Required work :: Could you reproduce each of the following items word for word, with nothing left out?

Begin

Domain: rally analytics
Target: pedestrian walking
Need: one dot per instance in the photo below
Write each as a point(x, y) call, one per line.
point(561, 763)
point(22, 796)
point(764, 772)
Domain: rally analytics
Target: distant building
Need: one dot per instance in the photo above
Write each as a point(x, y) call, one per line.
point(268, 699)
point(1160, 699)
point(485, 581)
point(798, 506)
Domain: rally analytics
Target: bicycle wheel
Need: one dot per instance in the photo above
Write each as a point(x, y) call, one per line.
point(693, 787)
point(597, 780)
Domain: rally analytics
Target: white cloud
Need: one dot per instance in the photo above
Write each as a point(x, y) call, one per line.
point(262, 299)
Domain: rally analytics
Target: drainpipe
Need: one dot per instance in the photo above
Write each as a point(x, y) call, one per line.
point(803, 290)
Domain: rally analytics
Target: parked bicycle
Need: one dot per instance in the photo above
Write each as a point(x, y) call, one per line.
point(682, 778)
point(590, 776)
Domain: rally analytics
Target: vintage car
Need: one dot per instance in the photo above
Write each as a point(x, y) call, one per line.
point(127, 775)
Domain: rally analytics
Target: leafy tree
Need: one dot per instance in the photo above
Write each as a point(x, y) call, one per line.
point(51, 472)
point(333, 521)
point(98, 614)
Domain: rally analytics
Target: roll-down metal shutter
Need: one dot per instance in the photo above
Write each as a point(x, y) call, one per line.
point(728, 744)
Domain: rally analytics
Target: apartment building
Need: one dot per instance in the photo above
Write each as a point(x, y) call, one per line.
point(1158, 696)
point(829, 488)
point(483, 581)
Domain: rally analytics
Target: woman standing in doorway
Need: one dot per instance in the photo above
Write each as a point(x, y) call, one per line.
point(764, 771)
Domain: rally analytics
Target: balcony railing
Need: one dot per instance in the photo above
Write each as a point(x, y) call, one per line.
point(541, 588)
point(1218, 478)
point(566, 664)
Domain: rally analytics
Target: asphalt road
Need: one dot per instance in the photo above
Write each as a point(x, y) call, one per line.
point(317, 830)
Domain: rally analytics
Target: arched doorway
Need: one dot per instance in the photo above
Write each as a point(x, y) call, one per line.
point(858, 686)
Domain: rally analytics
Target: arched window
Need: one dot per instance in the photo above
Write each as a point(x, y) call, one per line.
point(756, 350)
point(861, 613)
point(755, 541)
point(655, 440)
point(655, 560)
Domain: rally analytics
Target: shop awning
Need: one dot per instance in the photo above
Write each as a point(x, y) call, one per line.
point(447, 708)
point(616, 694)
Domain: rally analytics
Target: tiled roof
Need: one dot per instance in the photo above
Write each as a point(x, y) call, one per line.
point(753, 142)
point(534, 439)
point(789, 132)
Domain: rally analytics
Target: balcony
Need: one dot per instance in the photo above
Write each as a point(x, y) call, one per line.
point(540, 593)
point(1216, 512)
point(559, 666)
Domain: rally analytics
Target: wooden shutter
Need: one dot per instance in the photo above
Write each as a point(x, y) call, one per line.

End

Response for this exercise ::
Domain: rally analytics
Target: pedestrian walking
Need: one dot per instance in the photo below
Write each as a point(x, y) call, one per line.
point(561, 763)
point(22, 796)
point(764, 772)
Domain: rally analytics
Target: distant building
Need: one dot per instance in the photo above
Write each as a point(x, y) call, one per line.
point(268, 699)
point(1160, 699)
point(485, 581)
point(798, 506)
Domain: rally analytics
Target: bicycle wheel
Need: one dot per instance in the photo above
Write each as a point(x, y) call, one per line.
point(693, 787)
point(597, 780)
Domain: rally analytics
Target: white cloud
Need: one dot per instance in the photo above
Write each as a point(x, y) call, one per line.
point(262, 299)
Domain: rally analytics
Target: drainpipe
Need: one dot per instance in the photo above
Write each as a point(x, y) call, one per line.
point(803, 290)
Domain: rally analytics
Target: parked bicycle
Need: one dot per instance in the photo above
Write each as a point(x, y) call, one per line.
point(682, 778)
point(590, 776)
Domain: rally analytics
Target: vintage car
Need: one dot per instance in the photo above
Write each as a point(x, y) call, one per line.
point(127, 775)
Domain: rally analytics
Target: leafy tree
Need: one dot per instance in the photo above
Write each as a point(x, y) call, one per line.
point(51, 472)
point(333, 521)
point(98, 614)
Domain: rally analytics
Target: roll-down metal shutter
Need: one dot per instance in the photo above
Write each as a point(x, y) call, one per line.
point(728, 744)
Domain: rally analytics
Target: apartment building
Need: one dot per instance in the photo above
Write each as a point(x, y) call, one per line.
point(1158, 696)
point(829, 488)
point(483, 581)
Domain: rally analytics
Target: woman standing in doorway
Need: one dot per instance in the photo above
Write each as a point(x, y) call, one per line.
point(764, 771)
Domain: rally analytics
Target: balcony railing
Need: one dot per instance in the photo above
Write each as a point(x, y) call, one per line.
point(541, 588)
point(1218, 478)
point(566, 664)
Domain: rally analytics
Target: asphalt road
Need: one dot per instance in the photo above
Write each as a point(x, y) call, one per line.
point(317, 830)
Domain: rally analytics
Target: arched doorway
Need: one dot per instance in the photo above
Write each as a point(x, y) call, one per line.
point(858, 686)
Domain: rally analytics
Target: arched window
Need: one dot per instance in the photo above
Write each as a point(x, y) call, one per line.
point(756, 350)
point(861, 613)
point(755, 541)
point(655, 440)
point(655, 560)
Domain: rally analytics
Target: shop awning
Need: one dot per instance in the photo above
Write each as a point(x, y) call, one per line.
point(447, 708)
point(616, 694)
Domain: rally analytics
Target: tiled roof
Need: one dot per instance in the photo above
Write each as a point(x, y) call, one per line.
point(753, 142)
point(534, 439)
point(789, 132)
Domain: rally analytics
Target: balcony
Need: one dot per instance in the photo above
Write each as a point(x, y) call, one per line.
point(540, 593)
point(1216, 512)
point(559, 666)
Domain: rally analytics
Target: wooden shutter
Need: one dot per instance in the photo above
Write each as a point(x, y) call, one per line.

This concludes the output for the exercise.